[A block of data]
☆ ☆ ☆ ☆ ☆ ☆ ☆

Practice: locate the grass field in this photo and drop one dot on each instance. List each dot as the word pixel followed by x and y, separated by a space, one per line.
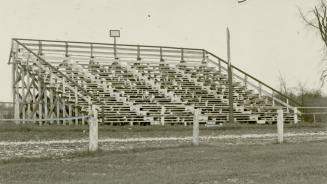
pixel 288 163
pixel 213 162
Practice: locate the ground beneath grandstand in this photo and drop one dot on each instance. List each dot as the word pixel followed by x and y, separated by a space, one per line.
pixel 228 154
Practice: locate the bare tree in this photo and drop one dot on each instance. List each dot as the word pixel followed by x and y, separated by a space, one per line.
pixel 317 18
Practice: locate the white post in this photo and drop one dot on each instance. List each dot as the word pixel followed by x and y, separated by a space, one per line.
pixel 17 111
pixel 162 113
pixel 296 120
pixel 280 126
pixel 93 131
pixel 196 127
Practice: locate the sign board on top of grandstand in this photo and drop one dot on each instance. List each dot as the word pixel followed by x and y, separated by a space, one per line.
pixel 114 33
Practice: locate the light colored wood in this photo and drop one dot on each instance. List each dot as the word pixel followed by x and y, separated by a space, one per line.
pixel 296 120
pixel 196 139
pixel 230 81
pixel 280 126
pixel 93 131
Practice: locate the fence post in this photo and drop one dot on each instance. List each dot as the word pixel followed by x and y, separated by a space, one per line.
pixel 196 139
pixel 296 120
pixel 280 126
pixel 230 81
pixel 93 130
pixel 162 117
pixel 16 111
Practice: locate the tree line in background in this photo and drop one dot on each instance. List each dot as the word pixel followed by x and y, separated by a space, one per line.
pixel 307 98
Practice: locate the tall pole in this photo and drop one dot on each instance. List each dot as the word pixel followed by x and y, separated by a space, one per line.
pixel 230 80
pixel 115 51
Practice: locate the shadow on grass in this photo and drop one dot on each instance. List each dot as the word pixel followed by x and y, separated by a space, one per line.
pixel 99 153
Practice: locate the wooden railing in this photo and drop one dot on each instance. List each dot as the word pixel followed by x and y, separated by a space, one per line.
pixel 70 84
pixel 104 52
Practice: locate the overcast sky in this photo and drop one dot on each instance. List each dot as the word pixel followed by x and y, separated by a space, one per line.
pixel 268 36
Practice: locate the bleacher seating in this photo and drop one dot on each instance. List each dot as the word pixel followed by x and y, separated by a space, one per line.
pixel 148 90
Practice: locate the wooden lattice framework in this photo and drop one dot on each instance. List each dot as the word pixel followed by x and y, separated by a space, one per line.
pixel 42 91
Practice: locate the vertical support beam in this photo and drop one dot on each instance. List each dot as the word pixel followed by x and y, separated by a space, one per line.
pixel 162 113
pixel 115 49
pixel 273 98
pixel 34 104
pixel 245 81
pixel 63 111
pixel 70 114
pixel 230 80
pixel 196 132
pixel 63 107
pixel 45 104
pixel 161 55
pixel 182 56
pixel 58 109
pixel 76 104
pixel 93 130
pixel 91 47
pixel 40 51
pixel 138 53
pixel 296 120
pixel 204 59
pixel 15 93
pixel 66 49
pixel 23 87
pixel 280 126
pixel 40 97
pixel 219 66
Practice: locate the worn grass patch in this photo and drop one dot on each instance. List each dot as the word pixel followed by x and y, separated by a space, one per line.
pixel 288 163
pixel 25 132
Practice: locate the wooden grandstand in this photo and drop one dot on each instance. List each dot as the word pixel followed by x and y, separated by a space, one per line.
pixel 135 85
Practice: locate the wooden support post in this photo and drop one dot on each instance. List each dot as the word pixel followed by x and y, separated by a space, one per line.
pixel 23 87
pixel 230 80
pixel 58 109
pixel 63 111
pixel 15 93
pixel 296 120
pixel 245 81
pixel 196 139
pixel 93 130
pixel 76 103
pixel 34 104
pixel 40 89
pixel 70 114
pixel 161 56
pixel 138 58
pixel 45 104
pixel 182 56
pixel 219 66
pixel 17 116
pixel 162 113
pixel 273 99
pixel 280 126
pixel 204 59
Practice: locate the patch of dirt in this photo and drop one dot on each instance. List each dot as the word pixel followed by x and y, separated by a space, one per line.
pixel 60 148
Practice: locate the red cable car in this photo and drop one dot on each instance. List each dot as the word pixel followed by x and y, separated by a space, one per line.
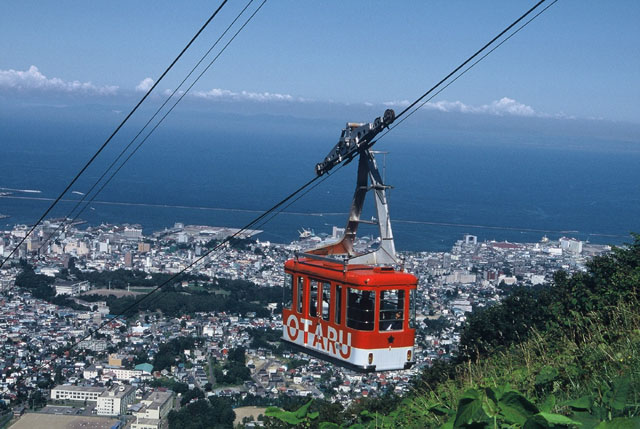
pixel 357 310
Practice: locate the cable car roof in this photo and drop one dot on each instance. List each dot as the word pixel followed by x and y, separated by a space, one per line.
pixel 357 275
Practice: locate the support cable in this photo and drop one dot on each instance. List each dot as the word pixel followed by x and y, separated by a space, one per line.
pixel 478 52
pixel 64 224
pixel 95 155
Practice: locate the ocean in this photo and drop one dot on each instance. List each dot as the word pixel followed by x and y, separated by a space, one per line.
pixel 510 182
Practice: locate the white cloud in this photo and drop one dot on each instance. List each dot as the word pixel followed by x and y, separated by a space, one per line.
pixel 32 79
pixel 225 94
pixel 397 103
pixel 504 106
pixel 145 85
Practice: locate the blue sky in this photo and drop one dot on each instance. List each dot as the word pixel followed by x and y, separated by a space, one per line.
pixel 579 59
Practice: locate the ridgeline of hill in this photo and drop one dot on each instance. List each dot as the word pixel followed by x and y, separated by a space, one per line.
pixel 560 356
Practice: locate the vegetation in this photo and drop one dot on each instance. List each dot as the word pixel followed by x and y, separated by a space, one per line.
pixel 234 371
pixel 41 287
pixel 212 413
pixel 171 353
pixel 564 355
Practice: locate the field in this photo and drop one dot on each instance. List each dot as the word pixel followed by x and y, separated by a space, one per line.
pixel 243 412
pixel 52 421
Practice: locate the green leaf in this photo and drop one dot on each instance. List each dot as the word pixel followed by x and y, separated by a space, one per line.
pixel 546 375
pixel 302 411
pixel 441 410
pixel 548 420
pixel 489 402
pixel 588 420
pixel 516 408
pixel 582 403
pixel 619 393
pixel 470 410
pixel 283 416
pixel 548 403
pixel 621 423
pixel 448 424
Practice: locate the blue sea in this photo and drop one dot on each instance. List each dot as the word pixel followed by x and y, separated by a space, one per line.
pixel 497 179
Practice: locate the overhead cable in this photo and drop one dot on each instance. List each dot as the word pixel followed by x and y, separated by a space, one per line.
pixel 95 155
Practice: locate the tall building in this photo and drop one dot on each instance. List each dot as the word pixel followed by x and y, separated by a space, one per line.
pixel 114 402
pixel 155 408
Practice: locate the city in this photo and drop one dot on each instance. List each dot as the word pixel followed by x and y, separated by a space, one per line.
pixel 78 360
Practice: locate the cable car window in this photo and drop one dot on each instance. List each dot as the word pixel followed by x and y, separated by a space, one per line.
pixel 313 298
pixel 287 291
pixel 412 308
pixel 361 306
pixel 337 303
pixel 300 294
pixel 326 294
pixel 391 310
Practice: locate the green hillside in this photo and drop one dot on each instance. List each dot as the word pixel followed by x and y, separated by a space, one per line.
pixel 563 355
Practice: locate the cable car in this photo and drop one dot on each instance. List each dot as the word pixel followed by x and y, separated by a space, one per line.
pixel 357 310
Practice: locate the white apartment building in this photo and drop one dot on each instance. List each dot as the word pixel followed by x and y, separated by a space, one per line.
pixel 114 402
pixel 76 393
pixel 155 408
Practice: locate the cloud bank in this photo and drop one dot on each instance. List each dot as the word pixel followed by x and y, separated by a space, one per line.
pixel 145 85
pixel 225 94
pixel 33 79
pixel 502 107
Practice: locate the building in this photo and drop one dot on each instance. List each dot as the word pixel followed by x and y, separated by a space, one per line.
pixel 123 374
pixel 114 402
pixel 115 360
pixel 571 244
pixel 155 408
pixel 132 233
pixel 76 393
pixel 71 288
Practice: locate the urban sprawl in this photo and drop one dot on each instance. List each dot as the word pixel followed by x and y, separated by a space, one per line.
pixel 110 374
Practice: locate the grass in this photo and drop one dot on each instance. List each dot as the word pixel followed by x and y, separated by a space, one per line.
pixel 604 346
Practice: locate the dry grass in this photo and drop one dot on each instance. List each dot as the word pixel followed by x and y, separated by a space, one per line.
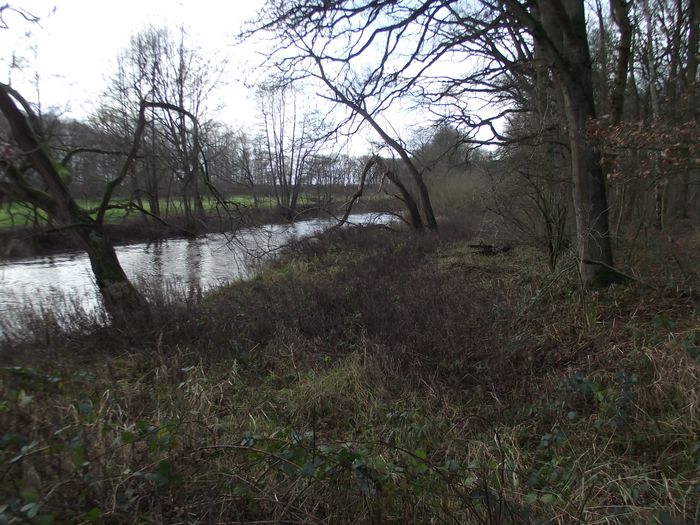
pixel 366 377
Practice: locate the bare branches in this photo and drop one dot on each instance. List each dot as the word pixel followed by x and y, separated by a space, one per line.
pixel 22 13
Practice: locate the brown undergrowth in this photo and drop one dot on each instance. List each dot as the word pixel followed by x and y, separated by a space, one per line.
pixel 367 377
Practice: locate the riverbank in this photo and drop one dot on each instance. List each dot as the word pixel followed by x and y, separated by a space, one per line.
pixel 370 377
pixel 29 241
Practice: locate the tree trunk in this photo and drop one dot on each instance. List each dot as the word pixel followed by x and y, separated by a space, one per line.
pixel 121 299
pixel 590 199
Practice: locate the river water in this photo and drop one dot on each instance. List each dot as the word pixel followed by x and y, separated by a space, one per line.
pixel 204 262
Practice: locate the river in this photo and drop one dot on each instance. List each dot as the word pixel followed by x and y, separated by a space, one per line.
pixel 66 280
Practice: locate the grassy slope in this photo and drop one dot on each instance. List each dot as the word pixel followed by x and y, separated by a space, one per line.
pixel 369 378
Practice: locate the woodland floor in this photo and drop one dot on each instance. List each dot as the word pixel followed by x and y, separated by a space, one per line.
pixel 370 376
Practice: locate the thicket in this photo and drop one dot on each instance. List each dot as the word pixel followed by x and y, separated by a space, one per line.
pixel 369 377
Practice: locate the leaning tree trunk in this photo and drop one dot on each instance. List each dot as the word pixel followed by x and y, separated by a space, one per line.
pixel 121 299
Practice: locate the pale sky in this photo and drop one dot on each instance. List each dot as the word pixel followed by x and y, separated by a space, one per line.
pixel 77 41
pixel 77 44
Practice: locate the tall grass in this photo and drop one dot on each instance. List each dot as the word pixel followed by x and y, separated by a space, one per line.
pixel 366 377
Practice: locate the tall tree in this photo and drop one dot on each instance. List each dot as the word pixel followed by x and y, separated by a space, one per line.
pixel 453 56
pixel 31 174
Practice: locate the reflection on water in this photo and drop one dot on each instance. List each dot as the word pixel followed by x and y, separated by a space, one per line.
pixel 202 263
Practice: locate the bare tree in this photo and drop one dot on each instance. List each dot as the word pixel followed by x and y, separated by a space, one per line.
pixel 405 48
pixel 31 174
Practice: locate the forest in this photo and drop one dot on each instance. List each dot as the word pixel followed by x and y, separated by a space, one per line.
pixel 520 344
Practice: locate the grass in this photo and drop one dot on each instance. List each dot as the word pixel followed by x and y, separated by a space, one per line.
pixel 18 214
pixel 367 377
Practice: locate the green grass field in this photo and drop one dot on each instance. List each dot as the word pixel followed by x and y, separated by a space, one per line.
pixel 19 214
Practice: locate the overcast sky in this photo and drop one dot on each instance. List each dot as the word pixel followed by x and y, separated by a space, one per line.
pixel 77 42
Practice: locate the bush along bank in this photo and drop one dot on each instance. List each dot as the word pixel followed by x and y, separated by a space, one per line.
pixel 366 377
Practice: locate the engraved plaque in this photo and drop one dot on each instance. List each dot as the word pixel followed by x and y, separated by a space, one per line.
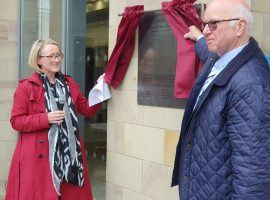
pixel 157 61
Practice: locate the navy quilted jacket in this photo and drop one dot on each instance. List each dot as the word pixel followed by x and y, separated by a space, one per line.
pixel 224 147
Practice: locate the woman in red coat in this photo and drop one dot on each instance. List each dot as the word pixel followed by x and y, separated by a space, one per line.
pixel 49 161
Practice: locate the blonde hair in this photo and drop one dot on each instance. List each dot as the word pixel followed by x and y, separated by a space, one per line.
pixel 36 50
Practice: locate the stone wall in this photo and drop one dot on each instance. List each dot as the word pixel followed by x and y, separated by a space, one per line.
pixel 8 81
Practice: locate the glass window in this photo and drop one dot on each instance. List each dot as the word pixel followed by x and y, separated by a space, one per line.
pixel 38 19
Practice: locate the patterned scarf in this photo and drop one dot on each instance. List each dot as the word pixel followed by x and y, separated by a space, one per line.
pixel 64 145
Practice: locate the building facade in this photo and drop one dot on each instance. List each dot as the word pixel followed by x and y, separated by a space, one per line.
pixel 141 140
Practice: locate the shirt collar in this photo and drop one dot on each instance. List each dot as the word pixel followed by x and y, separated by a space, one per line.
pixel 227 57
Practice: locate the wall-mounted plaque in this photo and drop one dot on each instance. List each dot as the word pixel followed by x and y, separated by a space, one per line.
pixel 157 61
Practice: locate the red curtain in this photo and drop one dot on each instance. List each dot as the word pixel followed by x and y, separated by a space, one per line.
pixel 181 14
pixel 124 47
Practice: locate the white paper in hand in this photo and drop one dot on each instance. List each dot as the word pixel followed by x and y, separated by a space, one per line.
pixel 99 93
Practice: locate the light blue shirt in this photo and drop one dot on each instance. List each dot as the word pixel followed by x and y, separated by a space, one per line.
pixel 220 64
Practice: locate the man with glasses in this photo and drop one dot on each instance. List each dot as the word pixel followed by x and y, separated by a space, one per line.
pixel 224 148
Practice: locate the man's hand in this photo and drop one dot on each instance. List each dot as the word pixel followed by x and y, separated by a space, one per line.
pixel 193 34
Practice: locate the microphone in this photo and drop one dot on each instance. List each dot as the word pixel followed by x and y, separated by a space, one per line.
pixel 62 100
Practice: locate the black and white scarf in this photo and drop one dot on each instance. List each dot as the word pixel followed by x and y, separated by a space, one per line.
pixel 64 146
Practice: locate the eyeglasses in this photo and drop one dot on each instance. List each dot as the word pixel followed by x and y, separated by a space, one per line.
pixel 213 24
pixel 53 57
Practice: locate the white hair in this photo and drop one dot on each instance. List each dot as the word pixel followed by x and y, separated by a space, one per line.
pixel 243 12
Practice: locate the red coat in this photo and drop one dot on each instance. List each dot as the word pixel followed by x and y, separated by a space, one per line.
pixel 29 175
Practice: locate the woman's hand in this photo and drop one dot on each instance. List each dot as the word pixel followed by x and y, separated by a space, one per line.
pixel 56 117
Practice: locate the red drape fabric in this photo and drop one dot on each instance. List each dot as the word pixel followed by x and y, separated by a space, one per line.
pixel 181 14
pixel 124 47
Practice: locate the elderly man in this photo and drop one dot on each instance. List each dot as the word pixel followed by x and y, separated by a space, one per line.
pixel 224 148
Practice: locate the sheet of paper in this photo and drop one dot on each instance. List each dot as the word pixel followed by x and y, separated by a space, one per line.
pixel 99 93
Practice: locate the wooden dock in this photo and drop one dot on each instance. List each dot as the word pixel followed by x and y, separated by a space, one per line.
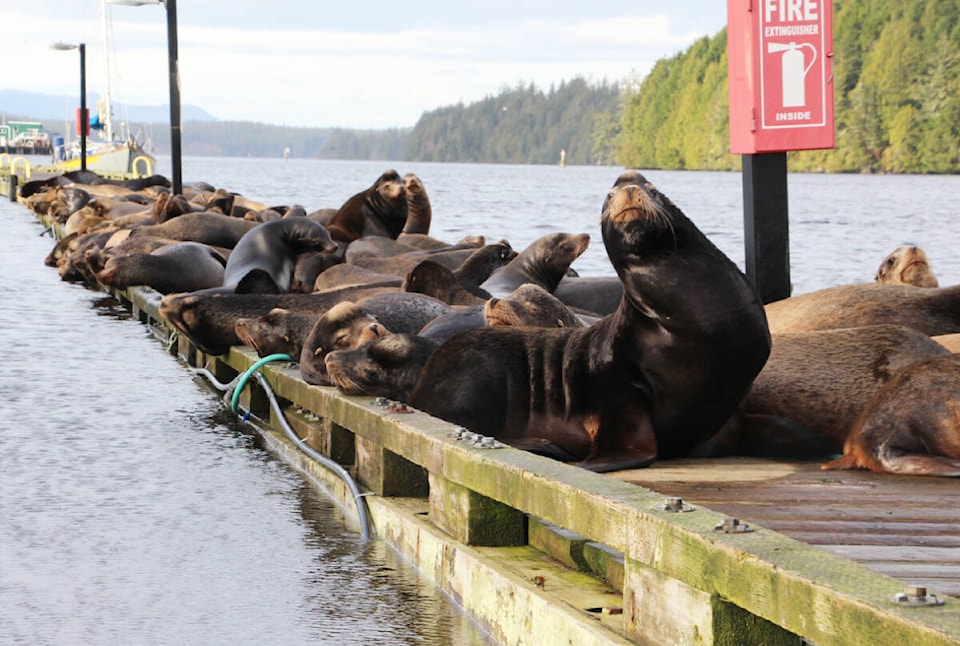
pixel 906 527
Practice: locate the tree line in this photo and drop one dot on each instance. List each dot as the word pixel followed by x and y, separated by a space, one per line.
pixel 897 110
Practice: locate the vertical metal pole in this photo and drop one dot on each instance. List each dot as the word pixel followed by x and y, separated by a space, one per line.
pixel 175 125
pixel 84 120
pixel 766 224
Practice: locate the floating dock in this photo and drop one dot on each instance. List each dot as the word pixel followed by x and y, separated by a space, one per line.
pixel 715 552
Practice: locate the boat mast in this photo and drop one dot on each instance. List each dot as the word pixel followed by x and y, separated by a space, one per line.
pixel 108 107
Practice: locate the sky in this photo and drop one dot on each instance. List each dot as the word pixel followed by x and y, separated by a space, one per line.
pixel 318 63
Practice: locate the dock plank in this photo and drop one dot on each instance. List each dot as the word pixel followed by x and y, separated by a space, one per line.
pixel 904 527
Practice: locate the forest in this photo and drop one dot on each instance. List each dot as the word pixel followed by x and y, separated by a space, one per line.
pixel 897 110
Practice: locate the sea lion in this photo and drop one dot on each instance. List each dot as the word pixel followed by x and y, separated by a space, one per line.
pixel 460 286
pixel 544 262
pixel 273 247
pixel 345 326
pixel 933 311
pixel 660 375
pixel 287 330
pixel 380 210
pixel 180 267
pixel 202 226
pixel 598 294
pixel 345 275
pixel 823 379
pixel 209 320
pixel 419 212
pixel 906 265
pixel 912 425
pixel 389 366
pixel 531 306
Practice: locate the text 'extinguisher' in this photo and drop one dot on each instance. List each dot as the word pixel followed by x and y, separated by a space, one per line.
pixel 793 71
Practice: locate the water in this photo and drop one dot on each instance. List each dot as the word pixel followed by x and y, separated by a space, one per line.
pixel 134 511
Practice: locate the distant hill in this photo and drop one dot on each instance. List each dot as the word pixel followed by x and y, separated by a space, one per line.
pixel 40 107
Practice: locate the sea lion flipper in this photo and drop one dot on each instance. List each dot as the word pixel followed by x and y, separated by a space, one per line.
pixel 257 281
pixel 918 464
pixel 618 460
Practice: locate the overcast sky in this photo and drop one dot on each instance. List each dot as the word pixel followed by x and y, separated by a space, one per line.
pixel 366 64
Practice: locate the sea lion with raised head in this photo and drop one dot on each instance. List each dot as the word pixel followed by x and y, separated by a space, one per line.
pixel 543 262
pixel 661 374
pixel 380 210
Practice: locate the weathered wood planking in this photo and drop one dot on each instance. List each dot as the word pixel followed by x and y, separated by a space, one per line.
pixel 905 527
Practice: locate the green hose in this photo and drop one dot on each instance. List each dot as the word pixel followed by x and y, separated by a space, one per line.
pixel 252 369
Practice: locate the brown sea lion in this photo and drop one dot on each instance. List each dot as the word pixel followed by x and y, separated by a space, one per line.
pixel 389 366
pixel 460 286
pixel 380 210
pixel 419 212
pixel 207 227
pixel 209 320
pixel 932 311
pixel 180 267
pixel 906 265
pixel 823 379
pixel 345 326
pixel 912 425
pixel 544 262
pixel 655 378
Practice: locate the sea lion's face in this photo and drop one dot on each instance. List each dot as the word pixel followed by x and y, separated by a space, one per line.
pixel 388 367
pixel 391 186
pixel 638 222
pixel 906 265
pixel 345 327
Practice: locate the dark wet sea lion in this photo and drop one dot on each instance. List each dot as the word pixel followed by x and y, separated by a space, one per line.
pixel 544 262
pixel 933 311
pixel 380 210
pixel 823 379
pixel 202 226
pixel 181 267
pixel 273 247
pixel 912 425
pixel 419 212
pixel 654 379
pixel 531 306
pixel 389 367
pixel 460 286
pixel 906 265
pixel 599 294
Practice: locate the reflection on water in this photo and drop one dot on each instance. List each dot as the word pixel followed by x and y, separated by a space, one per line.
pixel 136 511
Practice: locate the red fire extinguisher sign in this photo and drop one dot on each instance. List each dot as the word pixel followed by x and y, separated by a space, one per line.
pixel 780 64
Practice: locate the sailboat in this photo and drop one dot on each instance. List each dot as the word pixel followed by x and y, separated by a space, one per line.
pixel 110 150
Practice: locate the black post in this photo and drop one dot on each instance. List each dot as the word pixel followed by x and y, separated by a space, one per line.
pixel 84 120
pixel 766 224
pixel 175 125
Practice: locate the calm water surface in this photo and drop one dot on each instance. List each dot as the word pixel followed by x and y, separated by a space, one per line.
pixel 135 511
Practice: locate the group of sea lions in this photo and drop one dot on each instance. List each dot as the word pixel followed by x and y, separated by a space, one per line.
pixel 675 355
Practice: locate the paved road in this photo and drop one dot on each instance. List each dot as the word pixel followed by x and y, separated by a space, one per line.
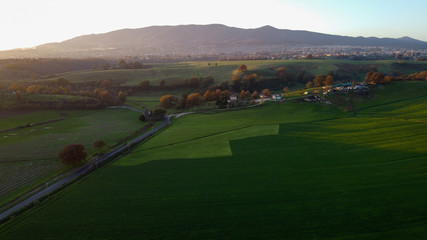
pixel 80 172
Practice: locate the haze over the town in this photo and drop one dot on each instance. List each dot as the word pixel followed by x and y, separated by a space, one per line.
pixel 27 23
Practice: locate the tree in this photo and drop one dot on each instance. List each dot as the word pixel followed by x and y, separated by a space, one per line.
pixel 210 96
pixel 99 144
pixel 194 99
pixel 144 84
pixel 266 92
pixel 245 95
pixel 158 114
pixel 329 80
pixel 182 103
pixel 223 98
pixel 106 97
pixel 73 154
pixel 123 64
pixel 122 97
pixel 284 75
pixel 62 82
pixel 242 68
pixel 106 84
pixel 168 101
pixel 96 92
pixel 255 95
pixel 33 89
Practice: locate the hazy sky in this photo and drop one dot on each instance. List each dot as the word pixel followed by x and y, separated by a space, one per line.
pixel 26 23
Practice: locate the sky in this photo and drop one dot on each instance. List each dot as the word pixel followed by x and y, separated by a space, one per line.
pixel 28 23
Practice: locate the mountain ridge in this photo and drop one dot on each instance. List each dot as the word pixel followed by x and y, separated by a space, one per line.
pixel 200 39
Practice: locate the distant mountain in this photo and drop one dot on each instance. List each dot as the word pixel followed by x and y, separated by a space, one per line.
pixel 199 39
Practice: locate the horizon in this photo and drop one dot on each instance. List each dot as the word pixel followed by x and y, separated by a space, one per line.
pixel 50 21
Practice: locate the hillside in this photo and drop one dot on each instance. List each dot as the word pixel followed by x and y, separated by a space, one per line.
pixel 279 171
pixel 199 39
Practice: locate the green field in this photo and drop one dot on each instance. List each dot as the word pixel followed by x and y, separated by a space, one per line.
pixel 29 156
pixel 279 171
pixel 223 71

☆ ☆ ☆ ☆ ☆ ☆ ☆

== DESCRIPTION OF THE TASK ==
Can you write out the data again, starting at its first line and ending at the line "pixel 16 111", with "photo" swapped for "image" and nothing else changed? Leave the pictures out.

== EXERCISE OUTPUT ==
Practice: locate the grass field in this image and drop one dot on each instance. List each dot as the word pixel followed by x and y, separated by a space, one per line.
pixel 288 163
pixel 213 162
Practice: locate the ground beneath grandstand in this image and drop one dot on each instance. List each dot as the word pixel followed by x and y, separated by a space, one per line.
pixel 228 154
Practice: locate the bare tree in this image and drop one dot on each instance. List each dot as the word pixel followed by x and y, separated by a space, one per line.
pixel 317 18
Practice: locate the white post in this image and drop one dot on each instance. List each dot as the word pixel followed by x and y, separated by a space, one per line.
pixel 17 111
pixel 162 113
pixel 296 120
pixel 280 126
pixel 93 131
pixel 196 127
Practice: locate the sign board on top of grandstand in this image and drop one dot on each instance. List each dot as the word pixel followed by x and y, separated by a space, one per line.
pixel 114 33
Practice: locate the light colored wood in this image and drop one dot on each instance. List each dot as the word pixel followed by x and y, separated by a space, one per line.
pixel 296 120
pixel 196 139
pixel 230 81
pixel 280 126
pixel 93 131
Practice: locate the fence post in this image and drop one dot on each instance. List each dot as the word pixel followed by x and y, separated by a space, one per line.
pixel 196 139
pixel 296 120
pixel 280 126
pixel 230 81
pixel 93 130
pixel 162 117
pixel 16 111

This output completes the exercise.